-- Excerpt provided --
--

Tributes have been paid after an SAS hero who stormed the Iranian Embassy in 1980 died following a "very long illness".
Mel Parry QGM was described as one of the last surviving troopers to take part in the daring mission to end the six-day siege more than four decades ago.
Paying tribute on his website, former colleague and friend Bob Shepherd said Mel was "one of the finest men to have served in 22 SAS Regiment".
SAS veteran Bob, who served nearly two decades in the world-famous military unit, added: "I write this as he died from a very long illness today in Hereford.
"My heart goes out to Mel's family and close friends."
Former SAS member Chris Ryan posted a tribute to Twitter saying: "Mal, you were a gentleman and an incredible soldier.
"We first met when I joined B Squadron in the early 80s and you were the guiding light of the CT [Counter-Terrorism] world that we recognise today.

--

-- Extracted records --
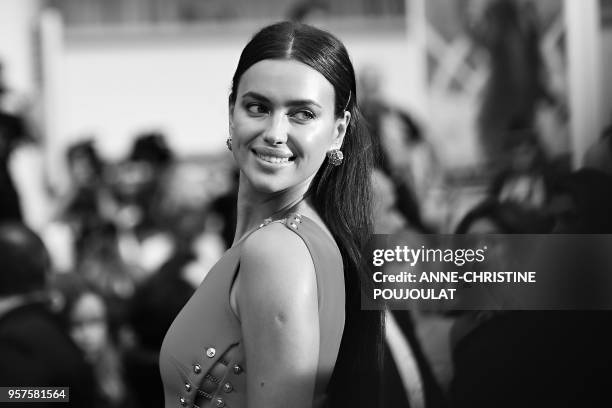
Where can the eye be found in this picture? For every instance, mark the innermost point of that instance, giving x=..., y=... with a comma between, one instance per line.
x=303, y=115
x=256, y=108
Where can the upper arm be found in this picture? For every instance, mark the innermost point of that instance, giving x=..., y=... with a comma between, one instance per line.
x=278, y=307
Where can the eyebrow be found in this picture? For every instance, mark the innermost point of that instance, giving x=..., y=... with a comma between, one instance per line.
x=296, y=102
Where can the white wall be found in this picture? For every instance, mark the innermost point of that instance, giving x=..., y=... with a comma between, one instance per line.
x=115, y=85
x=606, y=42
x=16, y=43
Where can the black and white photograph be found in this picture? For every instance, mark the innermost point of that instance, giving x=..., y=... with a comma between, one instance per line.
x=305, y=203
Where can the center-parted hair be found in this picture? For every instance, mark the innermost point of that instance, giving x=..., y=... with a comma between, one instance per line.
x=341, y=195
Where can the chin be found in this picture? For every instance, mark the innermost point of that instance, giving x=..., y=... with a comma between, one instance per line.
x=267, y=184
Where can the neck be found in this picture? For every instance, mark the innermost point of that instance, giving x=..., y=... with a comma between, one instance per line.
x=254, y=207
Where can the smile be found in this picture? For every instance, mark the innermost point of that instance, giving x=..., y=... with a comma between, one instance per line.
x=273, y=159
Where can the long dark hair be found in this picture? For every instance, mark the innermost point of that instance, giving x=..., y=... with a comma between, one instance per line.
x=342, y=196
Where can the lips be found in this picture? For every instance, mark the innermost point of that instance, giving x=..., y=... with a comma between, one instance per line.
x=273, y=156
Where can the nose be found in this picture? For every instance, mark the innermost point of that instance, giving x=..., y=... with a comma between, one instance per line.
x=276, y=130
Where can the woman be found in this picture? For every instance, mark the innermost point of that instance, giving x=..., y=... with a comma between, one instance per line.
x=280, y=312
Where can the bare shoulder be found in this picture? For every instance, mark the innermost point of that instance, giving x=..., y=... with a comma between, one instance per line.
x=277, y=247
x=276, y=267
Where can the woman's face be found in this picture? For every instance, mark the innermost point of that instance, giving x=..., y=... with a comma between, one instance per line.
x=282, y=124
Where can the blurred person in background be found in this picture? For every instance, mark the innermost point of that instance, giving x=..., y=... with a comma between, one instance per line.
x=35, y=349
x=182, y=211
x=136, y=186
x=85, y=314
x=13, y=130
x=539, y=358
x=408, y=377
x=269, y=341
x=404, y=155
x=508, y=32
x=599, y=155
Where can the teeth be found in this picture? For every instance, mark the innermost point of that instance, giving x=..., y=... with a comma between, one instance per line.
x=273, y=159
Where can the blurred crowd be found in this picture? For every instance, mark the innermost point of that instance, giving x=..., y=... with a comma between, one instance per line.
x=100, y=283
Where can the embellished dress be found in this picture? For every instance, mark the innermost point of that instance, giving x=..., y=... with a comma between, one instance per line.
x=202, y=359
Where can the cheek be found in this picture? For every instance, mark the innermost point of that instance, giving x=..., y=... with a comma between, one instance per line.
x=314, y=143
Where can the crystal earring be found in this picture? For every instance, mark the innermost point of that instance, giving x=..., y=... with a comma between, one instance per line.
x=335, y=157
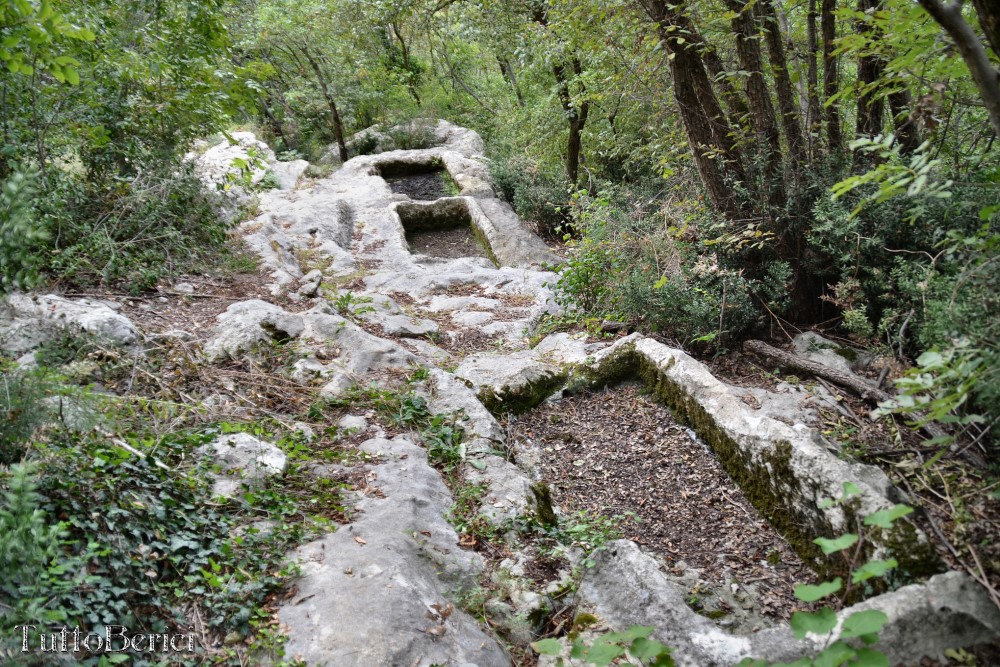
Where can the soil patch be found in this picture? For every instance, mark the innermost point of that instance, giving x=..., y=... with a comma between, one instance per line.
x=619, y=453
x=421, y=187
x=448, y=243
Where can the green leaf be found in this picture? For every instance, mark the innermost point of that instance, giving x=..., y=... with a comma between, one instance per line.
x=866, y=657
x=808, y=593
x=547, y=647
x=839, y=544
x=834, y=655
x=860, y=623
x=884, y=518
x=603, y=655
x=819, y=623
x=873, y=568
x=644, y=649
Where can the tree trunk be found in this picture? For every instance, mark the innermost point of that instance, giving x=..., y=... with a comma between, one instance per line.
x=783, y=85
x=738, y=111
x=273, y=121
x=575, y=116
x=907, y=134
x=831, y=84
x=704, y=120
x=985, y=75
x=511, y=75
x=762, y=116
x=989, y=18
x=813, y=121
x=871, y=105
x=338, y=126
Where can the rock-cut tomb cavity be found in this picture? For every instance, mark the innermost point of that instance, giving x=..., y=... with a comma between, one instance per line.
x=618, y=453
x=420, y=181
x=440, y=229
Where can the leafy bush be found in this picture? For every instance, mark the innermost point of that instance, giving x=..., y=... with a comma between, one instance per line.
x=20, y=231
x=157, y=538
x=22, y=408
x=135, y=233
x=35, y=568
x=539, y=196
x=625, y=268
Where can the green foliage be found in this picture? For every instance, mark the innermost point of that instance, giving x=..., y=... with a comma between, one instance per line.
x=863, y=626
x=540, y=196
x=20, y=231
x=605, y=649
x=22, y=408
x=35, y=568
x=159, y=224
x=624, y=268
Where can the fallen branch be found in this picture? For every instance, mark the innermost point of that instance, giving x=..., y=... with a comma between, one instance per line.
x=853, y=382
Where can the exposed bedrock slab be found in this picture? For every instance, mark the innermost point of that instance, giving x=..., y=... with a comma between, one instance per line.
x=784, y=470
x=813, y=347
x=242, y=460
x=357, y=353
x=367, y=591
x=626, y=587
x=508, y=489
x=521, y=380
x=30, y=315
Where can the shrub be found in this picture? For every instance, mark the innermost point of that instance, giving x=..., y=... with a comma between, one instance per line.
x=20, y=231
x=540, y=197
x=133, y=233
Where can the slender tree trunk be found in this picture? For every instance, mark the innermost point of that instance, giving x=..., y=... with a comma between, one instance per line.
x=508, y=70
x=831, y=83
x=411, y=83
x=338, y=126
x=984, y=74
x=738, y=111
x=700, y=110
x=813, y=121
x=783, y=85
x=575, y=116
x=907, y=134
x=273, y=121
x=762, y=116
x=871, y=105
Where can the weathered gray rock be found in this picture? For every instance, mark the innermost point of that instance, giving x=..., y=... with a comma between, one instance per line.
x=288, y=173
x=309, y=286
x=248, y=323
x=367, y=590
x=87, y=315
x=242, y=460
x=778, y=465
x=626, y=587
x=813, y=347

--

-- Problem 1 --
In the article about Mel Parry's death, where does Bob Shepherd say Parry died?
-- Problem 2 --
Continue the news article about the tributes to Mel Parry, starting after its last sentence.

-- Answer 1 --
In Hereford.

-- Answer 2 --
"God Speed and don't spare the HE [High-Explosive]."
Chris Ryan was part of the ill-fated eight-man Bravo Two Zero SAS patrol in Iraq.
It was on 30 April 1980 when six gunmen took over the Iranian embassy in Kensington and killed a member of its staff.
Mel was awarded the Queen's Gallantry Medal for his role in ending the siege – dubbed 'Operation Nimrod' – said to have been the day the SAS became famous.
The SAS veteran is also famed for designing 'The Parry Blade' – a 9-inch long, razor-sharp combat survival knife.
Mel Parry's military service spanned 32 years, of which 27 were spent with the Special Forces.